# Provided passage:

Help Center/ MapReduce Service/ Component Operation Guide (LTS)/ Using Flink/ Creating a FlinkServer Job/ Creating a FlinkServer Job to Interconnect with a Doris Table
Updated on 2024-12-13 GMT+08:00

Creating a FlinkServer Job to Interconnect with a Doris Table

This section applies to MRS 3.5.0 and later.

Scenario

This topic describes how to use FlinkServer to write Kafka data to Doris and how to perform Lookup Join on Doris and Kafka data.

Prerequisites

  • Services such as Doris, HDFS, YARN, Flink, and Kafka have been installed in the cluster.
  • The node to be connected to the Doris database can communicate with the MRS cluster.
  • A user with the Doris management permission has been created.
    • Kerberos authentication is enabled for the cluster (the cluster is in security mode)

      On FusionInsight Manager, create a human-machine user, for example, dorisuser, create a role with Doris administrator permission, and bind the role to the user.

      Log in to FusionInsight Manager as the new user dorisuser and change the initial password.

    • Kerberos authentication is disabled for the cluster (the cluster is in normal mode)

      After connecting to Doris as user admin, create a role with administrator permissions, and bind the role to the user.

  • The MySQL client has been installed. For details, see Using the MySQL Client to Connect to Doris.
  • The Flink client has been installed.

Using FlinkServer to Write Kafka Data to Doris

Operations on the Doris side

  1. Log in to the node where MySQL is installed and run the following command to connect to the Doris database:

    If Kerberos authentication is enabled for the cluster (the cluster is in security mode), run the following command to connect to the Doris database:

    export LIBMYSQL_ENABLE_CLEARTEXT_PLUGIN=1

    mysql -uDatabase login user -p -PConnection port for FE queries -hIP address of the Doris FE instance

    Enter the password for logging in to the database.

# Dataset extract:
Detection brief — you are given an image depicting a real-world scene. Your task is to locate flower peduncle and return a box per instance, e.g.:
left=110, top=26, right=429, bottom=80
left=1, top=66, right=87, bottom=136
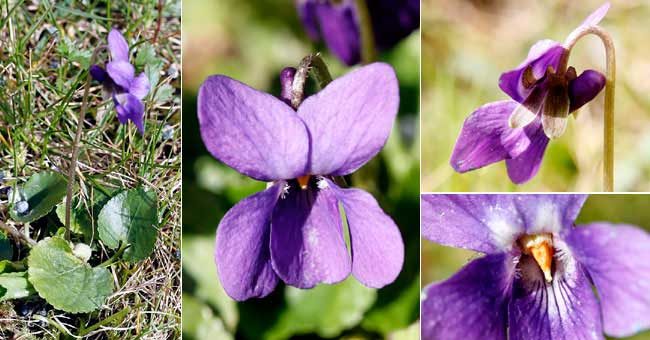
left=291, top=53, right=332, bottom=110
left=65, top=45, right=106, bottom=241
left=560, top=25, right=616, bottom=191
left=355, top=0, right=377, bottom=64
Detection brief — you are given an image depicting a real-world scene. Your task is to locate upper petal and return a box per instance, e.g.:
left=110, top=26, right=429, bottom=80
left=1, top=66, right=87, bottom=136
left=565, top=2, right=609, bottom=44
left=511, top=194, right=587, bottom=236
left=214, top=184, right=282, bottom=301
left=422, top=254, right=514, bottom=340
left=108, top=29, right=129, bottom=63
left=567, top=223, right=650, bottom=337
left=421, top=194, right=587, bottom=253
left=114, top=93, right=144, bottom=135
left=569, top=70, right=607, bottom=112
left=198, top=75, right=309, bottom=181
left=271, top=183, right=350, bottom=288
left=506, top=119, right=549, bottom=184
left=499, top=40, right=565, bottom=103
left=298, top=63, right=399, bottom=176
left=421, top=194, right=524, bottom=254
left=508, top=247, right=604, bottom=340
left=314, top=0, right=361, bottom=66
left=106, top=60, right=135, bottom=89
left=450, top=100, right=530, bottom=172
left=326, top=180, right=404, bottom=288
left=129, top=72, right=149, bottom=100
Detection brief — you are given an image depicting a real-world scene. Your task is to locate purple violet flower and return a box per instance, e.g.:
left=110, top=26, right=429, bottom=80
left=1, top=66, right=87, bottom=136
left=450, top=3, right=609, bottom=184
left=421, top=195, right=650, bottom=340
left=90, top=29, right=149, bottom=135
left=296, top=0, right=420, bottom=65
left=198, top=63, right=404, bottom=300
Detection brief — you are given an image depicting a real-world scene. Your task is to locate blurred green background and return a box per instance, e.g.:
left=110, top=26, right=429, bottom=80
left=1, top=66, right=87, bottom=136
left=421, top=0, right=650, bottom=191
left=421, top=194, right=650, bottom=340
left=182, top=0, right=420, bottom=339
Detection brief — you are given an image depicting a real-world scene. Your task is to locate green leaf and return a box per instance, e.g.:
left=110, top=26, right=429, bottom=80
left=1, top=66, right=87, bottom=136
left=57, top=36, right=92, bottom=69
left=182, top=236, right=239, bottom=330
left=97, top=188, right=158, bottom=262
left=9, top=171, right=68, bottom=223
left=56, top=189, right=111, bottom=240
left=361, top=276, right=420, bottom=335
left=144, top=62, right=163, bottom=89
left=135, top=43, right=160, bottom=68
left=27, top=237, right=113, bottom=313
left=182, top=294, right=234, bottom=340
left=154, top=84, right=175, bottom=104
left=0, top=231, right=14, bottom=261
left=387, top=322, right=420, bottom=340
left=0, top=272, right=36, bottom=301
left=267, top=277, right=377, bottom=339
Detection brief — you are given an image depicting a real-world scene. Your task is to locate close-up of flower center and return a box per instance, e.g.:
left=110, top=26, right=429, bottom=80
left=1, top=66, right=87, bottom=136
left=517, top=233, right=555, bottom=282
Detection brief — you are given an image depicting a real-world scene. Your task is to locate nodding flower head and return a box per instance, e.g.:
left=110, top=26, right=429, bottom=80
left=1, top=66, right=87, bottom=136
left=450, top=4, right=609, bottom=184
left=421, top=195, right=650, bottom=340
left=296, top=0, right=420, bottom=65
left=90, top=29, right=149, bottom=135
left=198, top=63, right=404, bottom=300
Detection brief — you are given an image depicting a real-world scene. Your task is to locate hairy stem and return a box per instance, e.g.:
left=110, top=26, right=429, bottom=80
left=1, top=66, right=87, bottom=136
left=564, top=26, right=616, bottom=191
left=65, top=46, right=106, bottom=241
left=355, top=0, right=377, bottom=64
left=153, top=0, right=162, bottom=44
left=291, top=53, right=332, bottom=110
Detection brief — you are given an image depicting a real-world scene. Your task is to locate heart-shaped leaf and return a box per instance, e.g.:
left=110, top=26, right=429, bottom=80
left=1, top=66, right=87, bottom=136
left=0, top=272, right=36, bottom=301
left=56, top=188, right=111, bottom=240
left=0, top=231, right=14, bottom=261
left=27, top=236, right=113, bottom=313
left=9, top=171, right=68, bottom=223
left=97, top=188, right=158, bottom=262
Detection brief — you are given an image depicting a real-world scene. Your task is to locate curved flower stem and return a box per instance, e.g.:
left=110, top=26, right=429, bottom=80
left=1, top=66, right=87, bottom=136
left=65, top=45, right=106, bottom=241
left=291, top=53, right=332, bottom=110
left=355, top=0, right=377, bottom=64
left=561, top=26, right=616, bottom=191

# Tasks for this exercise:
**A)** Reproduce word for word the part of the Doris guide starting with "This topic describes" and going on through "the initial password.".
**B)** For each statement, say whether the Doris guide agrees with it, answering yes or no and quoting the words of the guide that decide it. (i) The guide applies to MRS versions earlier than 3.5.0. (ii) When the cluster is in normal mode, a role with administrator permissions is created after connecting to Doris as user admin. (iii) One prerequisite is that the Flink client has been installed.
The data that comes after the Doris guide is not needed here.

# Results for each task:
**A)**
This topic describes how to use FlinkServer to write Kafka data to Doris and how to perform Lookup Join on Doris and Kafka data.

Prerequisites

  • Services such as Doris, HDFS, YARN, Flink, and Kafka have been installed in the cluster.
  • The node to be connected to the Doris database can communicate with the MRS cluster.
  • A user with the Doris management permission has been created.
    • Kerberos authentication is enabled for the cluster (the cluster is in security mode)

      On FusionInsight Manager, create a human-machine user, for example, dorisuser, create a role with Doris administrator permission, and bind the role to the user.

      Log in to FusionInsight Manager as the new user dorisuser and change the initial password.

**B)**
(i) No: "This section applies to MRS 3.5.0 and later."
(ii) Yes: "After connecting to Doris as user admin, create a role with administrator permissions, and bind the role to the user."
(iii) Yes: "The Flink client has been installed."